▶ _GOAL OF THE EXERCISE_
Your response should consist of the records below, repeated exactly.

▶ _AVAILABLE RECORDS_
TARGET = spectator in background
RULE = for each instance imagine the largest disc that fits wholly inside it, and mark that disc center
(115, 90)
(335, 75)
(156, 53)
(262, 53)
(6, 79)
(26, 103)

▶ _SOLUTION FOR THIS PROBLEM_
TARGET = spectator in background
RULE = for each instance imagine the largest disc that fits wholly inside it, and mark that disc center
(115, 90)
(335, 75)
(156, 53)
(262, 53)
(6, 79)
(26, 103)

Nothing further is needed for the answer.